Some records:

"""

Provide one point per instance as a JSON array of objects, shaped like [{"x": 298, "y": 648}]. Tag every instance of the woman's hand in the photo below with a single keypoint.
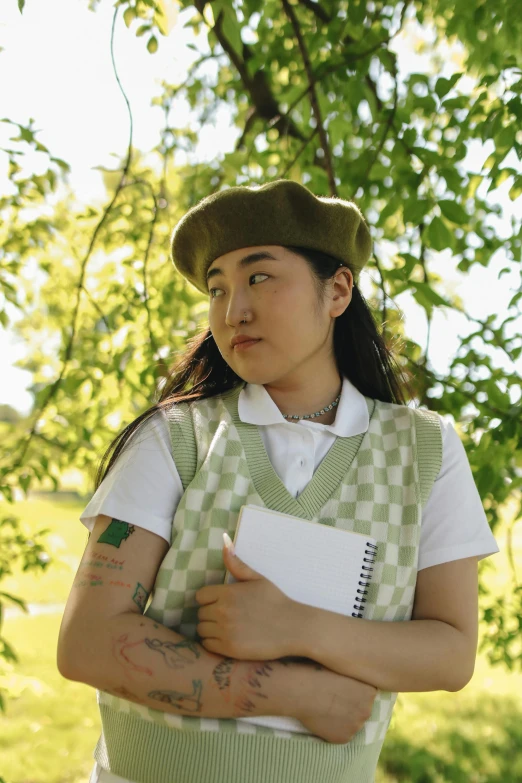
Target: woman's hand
[{"x": 250, "y": 619}]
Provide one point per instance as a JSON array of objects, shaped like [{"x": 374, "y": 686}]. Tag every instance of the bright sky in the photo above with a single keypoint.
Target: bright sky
[{"x": 56, "y": 67}]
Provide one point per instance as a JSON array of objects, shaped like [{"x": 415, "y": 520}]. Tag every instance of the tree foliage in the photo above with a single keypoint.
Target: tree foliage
[{"x": 313, "y": 89}]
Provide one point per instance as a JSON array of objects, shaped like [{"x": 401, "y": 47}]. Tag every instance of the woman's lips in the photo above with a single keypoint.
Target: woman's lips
[{"x": 245, "y": 345}]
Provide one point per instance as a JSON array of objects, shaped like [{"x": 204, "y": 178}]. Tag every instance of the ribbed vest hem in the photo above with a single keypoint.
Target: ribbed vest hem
[{"x": 147, "y": 752}]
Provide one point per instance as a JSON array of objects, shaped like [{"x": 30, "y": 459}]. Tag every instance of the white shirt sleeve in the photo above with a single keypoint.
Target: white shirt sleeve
[
  {"x": 454, "y": 523},
  {"x": 144, "y": 487}
]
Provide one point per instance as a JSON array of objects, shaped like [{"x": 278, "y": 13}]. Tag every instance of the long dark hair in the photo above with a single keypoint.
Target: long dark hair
[{"x": 361, "y": 354}]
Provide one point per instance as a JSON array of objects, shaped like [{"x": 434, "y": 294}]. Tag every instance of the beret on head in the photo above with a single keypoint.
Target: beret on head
[{"x": 281, "y": 212}]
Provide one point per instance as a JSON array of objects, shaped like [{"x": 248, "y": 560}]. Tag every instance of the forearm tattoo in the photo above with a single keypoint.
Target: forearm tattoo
[
  {"x": 250, "y": 686},
  {"x": 191, "y": 702}
]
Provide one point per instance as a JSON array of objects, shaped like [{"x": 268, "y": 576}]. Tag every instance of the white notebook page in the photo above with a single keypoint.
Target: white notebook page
[{"x": 312, "y": 563}]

"""

- Exercise details:
Render everything from the line containing "the white notebook" down to the end of the material as a JSON list of strings, with one string per line and blank lines left out.

- Written response:
[
  "Provide one point per instance as a JSON array of objects, shaped like [{\"x\": 268, \"y\": 576}]. Tag every instance of the white notebook page in the photo above with a single keypoint.",
  "Target: white notebook page",
  "[{\"x\": 312, \"y\": 563}]"
]